What this task involves:
Copy the data word for word, starting at the very beginning and ending with the line that contains "point(111, 282)", both ends included.
## BEGIN Data listing
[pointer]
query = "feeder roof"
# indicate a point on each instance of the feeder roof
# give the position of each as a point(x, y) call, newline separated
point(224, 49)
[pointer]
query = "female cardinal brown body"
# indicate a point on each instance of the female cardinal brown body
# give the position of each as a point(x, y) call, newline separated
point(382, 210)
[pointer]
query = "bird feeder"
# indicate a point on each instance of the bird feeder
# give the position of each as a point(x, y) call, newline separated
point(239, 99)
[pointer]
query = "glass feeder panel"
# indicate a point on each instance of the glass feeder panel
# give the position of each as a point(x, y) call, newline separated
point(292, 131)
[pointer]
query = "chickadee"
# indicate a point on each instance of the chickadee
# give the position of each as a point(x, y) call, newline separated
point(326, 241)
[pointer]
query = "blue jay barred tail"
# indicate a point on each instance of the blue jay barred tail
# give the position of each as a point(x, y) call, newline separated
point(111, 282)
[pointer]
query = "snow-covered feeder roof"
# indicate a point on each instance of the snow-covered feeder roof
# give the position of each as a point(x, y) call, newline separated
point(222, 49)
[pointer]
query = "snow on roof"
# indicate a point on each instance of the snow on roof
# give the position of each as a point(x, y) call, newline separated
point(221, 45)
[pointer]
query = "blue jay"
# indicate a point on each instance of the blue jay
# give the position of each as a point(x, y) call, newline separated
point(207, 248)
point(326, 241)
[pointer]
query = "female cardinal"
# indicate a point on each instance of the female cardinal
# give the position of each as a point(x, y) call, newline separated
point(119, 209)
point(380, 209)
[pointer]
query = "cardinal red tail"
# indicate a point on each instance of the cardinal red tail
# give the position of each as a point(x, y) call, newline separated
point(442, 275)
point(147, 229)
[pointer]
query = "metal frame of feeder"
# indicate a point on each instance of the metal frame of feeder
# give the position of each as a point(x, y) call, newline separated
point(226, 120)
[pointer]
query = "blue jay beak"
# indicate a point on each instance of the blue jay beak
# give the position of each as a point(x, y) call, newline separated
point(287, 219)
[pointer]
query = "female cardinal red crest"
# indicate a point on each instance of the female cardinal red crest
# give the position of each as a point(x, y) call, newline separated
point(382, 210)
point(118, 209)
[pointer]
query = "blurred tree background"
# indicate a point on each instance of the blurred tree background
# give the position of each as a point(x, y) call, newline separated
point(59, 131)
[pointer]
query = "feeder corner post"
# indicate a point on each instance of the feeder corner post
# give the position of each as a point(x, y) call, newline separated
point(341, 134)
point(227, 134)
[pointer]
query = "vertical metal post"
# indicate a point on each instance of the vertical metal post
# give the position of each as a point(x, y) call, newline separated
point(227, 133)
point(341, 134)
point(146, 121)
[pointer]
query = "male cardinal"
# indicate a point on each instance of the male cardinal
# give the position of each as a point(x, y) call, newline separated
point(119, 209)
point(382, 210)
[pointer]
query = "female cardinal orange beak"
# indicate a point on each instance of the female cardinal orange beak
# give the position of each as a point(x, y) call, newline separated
## END Data listing
Solved problem:
[pointer]
query = "feeder roof"
# indicate a point on each instance of the feeder roof
# give the position of each as a point(x, y) call, newline separated
point(224, 49)
[pointer]
query = "female cardinal brown body"
# indicate a point on each instance of the female cardinal brown body
# give the position of each as a point(x, y) call, newline separated
point(382, 210)
[pointer]
query = "bird feeder"
# indicate a point on each instance of the bird feeder
# give the position of each as a point(x, y) call, newline separated
point(239, 99)
[pointer]
query = "glass feeder panel"
# indicate a point on each instance of the glass feeder panel
# give the position of each as a point(x, y) call, newline separated
point(292, 131)
[pointer]
query = "chickadee"
# indicate a point on each instance of the chickadee
# give the position of each as a point(x, y) call, newline separated
point(326, 241)
[pointer]
query = "blue jay barred tail"
# indicate a point on each instance of the blue jay barred tail
# give the position of each as a point(x, y) call, newline separated
point(111, 282)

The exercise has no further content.